**Given records**
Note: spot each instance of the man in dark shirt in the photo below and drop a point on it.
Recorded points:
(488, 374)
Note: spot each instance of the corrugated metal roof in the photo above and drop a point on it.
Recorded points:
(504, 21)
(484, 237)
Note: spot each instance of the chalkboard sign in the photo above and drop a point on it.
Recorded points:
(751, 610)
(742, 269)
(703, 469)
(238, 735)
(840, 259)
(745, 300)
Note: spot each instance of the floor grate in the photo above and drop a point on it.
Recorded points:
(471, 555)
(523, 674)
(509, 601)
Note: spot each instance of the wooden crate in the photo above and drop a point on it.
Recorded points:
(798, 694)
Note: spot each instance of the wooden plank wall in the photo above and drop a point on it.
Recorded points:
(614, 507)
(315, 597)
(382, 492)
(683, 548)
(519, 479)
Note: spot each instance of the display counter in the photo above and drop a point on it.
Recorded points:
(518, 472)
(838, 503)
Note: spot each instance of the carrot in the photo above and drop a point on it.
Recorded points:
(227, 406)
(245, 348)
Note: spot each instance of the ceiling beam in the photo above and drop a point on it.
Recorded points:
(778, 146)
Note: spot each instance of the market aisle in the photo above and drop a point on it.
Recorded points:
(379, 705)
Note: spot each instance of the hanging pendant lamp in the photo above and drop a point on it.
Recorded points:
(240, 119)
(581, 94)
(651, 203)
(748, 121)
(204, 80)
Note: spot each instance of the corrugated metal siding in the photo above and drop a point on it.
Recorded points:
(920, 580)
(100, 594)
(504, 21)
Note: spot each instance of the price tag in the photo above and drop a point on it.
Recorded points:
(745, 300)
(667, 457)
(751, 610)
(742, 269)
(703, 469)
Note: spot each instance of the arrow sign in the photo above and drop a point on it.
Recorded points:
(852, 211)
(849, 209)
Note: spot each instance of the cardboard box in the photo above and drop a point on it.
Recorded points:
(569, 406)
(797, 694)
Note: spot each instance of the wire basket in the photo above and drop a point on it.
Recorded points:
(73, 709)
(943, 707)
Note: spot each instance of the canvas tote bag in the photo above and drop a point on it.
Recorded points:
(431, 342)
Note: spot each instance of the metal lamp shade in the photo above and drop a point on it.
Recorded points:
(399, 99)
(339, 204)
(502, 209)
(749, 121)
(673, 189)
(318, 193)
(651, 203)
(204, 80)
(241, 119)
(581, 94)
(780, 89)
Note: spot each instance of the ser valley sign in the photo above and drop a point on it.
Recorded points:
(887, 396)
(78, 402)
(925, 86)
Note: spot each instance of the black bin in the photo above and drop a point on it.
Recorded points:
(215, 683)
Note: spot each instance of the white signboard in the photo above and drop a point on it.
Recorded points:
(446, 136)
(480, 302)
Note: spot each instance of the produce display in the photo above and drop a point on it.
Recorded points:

**Aim of the task**
Print each line above exactly as it stands.

**Solved exercise**
Note: spot each instance of the man in dark shirt in the photo below and drop a point on it.
Recorded points:
(488, 374)
Note: spot each instance of the corrugated metal roof in the photo above and drop a point on it.
Recorded points:
(504, 21)
(484, 237)
Note: spot each instance of the chalkboard sign in the photo above and drop a point on it.
Recorded points:
(751, 610)
(742, 269)
(703, 469)
(238, 735)
(840, 259)
(745, 300)
Note: spot each instance of the floor grate in the photo above and drop a point on it.
Recorded points:
(471, 555)
(523, 674)
(509, 601)
Note: spot each instance of the wooden crate in the photo above and drop a point on it.
Recorded points:
(798, 694)
Note: spot each instance of the wooden plank wall in the photo above and drop a point on it.
Recorded points:
(614, 507)
(315, 597)
(382, 492)
(683, 548)
(519, 479)
Note: spot each instance of the display counter in the photo above and drop a point on it.
Recorded points:
(518, 472)
(838, 503)
Note: spot each instance of the carrot in the photo above and drop a point on it.
Recorded points:
(227, 406)
(245, 348)
Note: spot each instance of the ceiling beam in the photo above and drop a point on it.
Recorded points:
(778, 146)
Note: spot each instance of the market aisle in the photo above and drop a point on it.
Recorded points:
(379, 705)
Note: spot each instance of the hanging pendant lamp in the photo above and drop a point on it.
Recorded points:
(240, 119)
(581, 94)
(651, 203)
(748, 121)
(204, 80)
Note: spot each instance of the corrugated metal siding in the photo above and drop a point on it.
Recorded points:
(920, 580)
(100, 594)
(504, 21)
Note: spot each instance of the price tag in the photo above and drop a point on it.
Recorded points:
(745, 300)
(667, 457)
(751, 610)
(742, 269)
(703, 469)
Note: spot each instance of the arrow sign in the photo above and drop a point on it.
Recorded points:
(852, 211)
(849, 209)
Note: spot each instance of the cardboard box in the photo above and drop a point on it.
Recorded points:
(569, 406)
(797, 694)
Note: spot each instance of the wire basket in the photo above and drop a point on it.
Recorded points:
(73, 709)
(943, 707)
Note: spot each instance of the canvas tote bag in the photo above and drop a point on it.
Recorded points:
(431, 342)
Note: spot each instance of the metal lamp shade in the photo above and drop a point on it.
Recorded points:
(399, 99)
(339, 204)
(502, 209)
(749, 121)
(673, 189)
(318, 193)
(651, 203)
(204, 80)
(241, 119)
(581, 94)
(780, 89)
Note: spot each instance of the ser valley sign in the photo above and drop a point on it.
Recorded points:
(887, 396)
(78, 402)
(925, 86)
Note: spot each instance of the black bin in the photo above and drop a point on it.
Recorded points:
(215, 683)
Note: spot each instance of the white signboard in the photo above and drop a point on it.
Recorded points:
(446, 136)
(480, 302)
Note: spot each instance of the produce display in the photo above and drop a point on it.
Recorded points:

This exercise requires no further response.